| Written request |
Select every line in the records below that contains the string "rear", and copy each one.

| Material provided |
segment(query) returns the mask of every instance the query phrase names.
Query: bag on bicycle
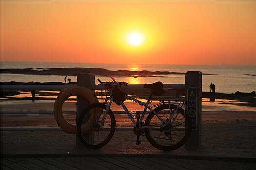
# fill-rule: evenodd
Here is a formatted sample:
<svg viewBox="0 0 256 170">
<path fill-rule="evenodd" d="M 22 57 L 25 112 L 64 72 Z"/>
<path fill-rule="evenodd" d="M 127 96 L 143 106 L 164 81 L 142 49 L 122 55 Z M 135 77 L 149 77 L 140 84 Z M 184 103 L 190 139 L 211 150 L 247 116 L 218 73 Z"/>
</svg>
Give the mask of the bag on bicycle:
<svg viewBox="0 0 256 170">
<path fill-rule="evenodd" d="M 114 88 L 110 96 L 113 98 L 113 102 L 118 106 L 120 106 L 121 105 L 120 102 L 125 101 L 126 94 L 126 93 L 121 91 L 119 89 Z"/>
</svg>

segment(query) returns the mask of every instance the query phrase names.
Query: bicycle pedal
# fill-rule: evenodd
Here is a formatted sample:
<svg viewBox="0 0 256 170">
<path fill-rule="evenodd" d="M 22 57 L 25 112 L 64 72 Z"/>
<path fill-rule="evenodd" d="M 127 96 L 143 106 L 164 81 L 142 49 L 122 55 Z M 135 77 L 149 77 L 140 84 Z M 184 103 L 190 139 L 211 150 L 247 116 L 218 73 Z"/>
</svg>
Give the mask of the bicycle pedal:
<svg viewBox="0 0 256 170">
<path fill-rule="evenodd" d="M 140 145 L 141 143 L 141 141 L 140 140 L 139 140 L 138 142 L 136 143 L 136 145 Z"/>
</svg>

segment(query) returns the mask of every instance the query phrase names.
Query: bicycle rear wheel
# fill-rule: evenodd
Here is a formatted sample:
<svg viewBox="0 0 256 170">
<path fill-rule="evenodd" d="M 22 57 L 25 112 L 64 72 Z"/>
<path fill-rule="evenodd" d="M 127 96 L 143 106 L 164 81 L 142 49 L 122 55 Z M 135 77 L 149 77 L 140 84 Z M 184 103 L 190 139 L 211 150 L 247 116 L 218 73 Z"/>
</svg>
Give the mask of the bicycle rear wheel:
<svg viewBox="0 0 256 170">
<path fill-rule="evenodd" d="M 79 118 L 77 134 L 81 142 L 85 146 L 91 149 L 98 149 L 106 145 L 112 137 L 116 127 L 116 120 L 112 111 L 110 109 L 104 120 L 102 120 L 106 105 L 102 103 L 94 103 L 87 107 Z M 96 121 L 97 117 L 100 114 L 98 121 Z M 100 123 L 104 121 L 102 125 Z M 84 124 L 87 127 L 83 128 Z M 84 132 L 83 132 L 84 131 Z"/>
<path fill-rule="evenodd" d="M 175 113 L 172 118 L 168 104 L 162 105 L 154 110 L 166 120 L 165 122 L 162 122 L 152 112 L 145 122 L 145 126 L 154 126 L 145 131 L 148 141 L 155 147 L 163 151 L 171 151 L 181 147 L 188 140 L 191 133 L 191 121 L 188 114 L 180 107 L 175 112 L 177 106 L 171 104 L 170 106 L 172 113 Z"/>
</svg>

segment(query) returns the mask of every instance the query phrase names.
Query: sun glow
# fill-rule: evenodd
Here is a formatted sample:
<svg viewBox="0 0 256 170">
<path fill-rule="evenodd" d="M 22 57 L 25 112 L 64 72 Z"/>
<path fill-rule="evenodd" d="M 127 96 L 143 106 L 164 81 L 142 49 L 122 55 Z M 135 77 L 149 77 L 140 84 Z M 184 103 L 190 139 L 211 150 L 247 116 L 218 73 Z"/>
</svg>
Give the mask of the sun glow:
<svg viewBox="0 0 256 170">
<path fill-rule="evenodd" d="M 143 34 L 138 31 L 131 32 L 126 35 L 127 42 L 133 46 L 139 46 L 144 42 L 144 41 Z"/>
</svg>

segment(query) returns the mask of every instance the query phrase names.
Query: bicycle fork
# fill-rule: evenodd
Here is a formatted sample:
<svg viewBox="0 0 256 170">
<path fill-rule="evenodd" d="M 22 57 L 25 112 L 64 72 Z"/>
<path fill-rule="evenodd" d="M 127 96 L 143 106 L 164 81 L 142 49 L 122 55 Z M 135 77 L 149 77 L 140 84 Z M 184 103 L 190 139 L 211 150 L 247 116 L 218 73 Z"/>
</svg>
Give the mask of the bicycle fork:
<svg viewBox="0 0 256 170">
<path fill-rule="evenodd" d="M 140 112 L 139 111 L 136 112 L 136 117 L 137 119 L 136 120 L 136 131 L 138 131 L 138 128 L 139 128 L 139 119 L 140 118 Z M 139 140 L 139 137 L 140 137 L 140 133 L 138 132 L 137 134 L 137 138 L 136 139 L 136 145 L 139 145 L 141 143 L 141 141 Z"/>
</svg>

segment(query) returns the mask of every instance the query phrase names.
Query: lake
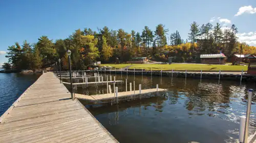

| Solution for this problem |
Query: bicycle rear wheel
Give the mask of the bicycle rear wheel:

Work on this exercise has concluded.